◆ **WHAT THE EXERCISE ASKS**
The answer is all of the data, repeated exactly.

◆ **INFORMATION GIVEN**
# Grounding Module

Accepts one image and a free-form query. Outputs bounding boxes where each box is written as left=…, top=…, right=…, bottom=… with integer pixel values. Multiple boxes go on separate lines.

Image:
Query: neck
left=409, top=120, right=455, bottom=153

◆ **RESULT FOR THIS EXERCISE**
# Grounding Module

Accepts one image and a free-form query. Outputs bounding boxes where each box is written as left=…, top=…, right=…, bottom=… with integer pixel values. Multiple boxes go on separate lines.

Image:
Query: neck
left=409, top=120, right=455, bottom=153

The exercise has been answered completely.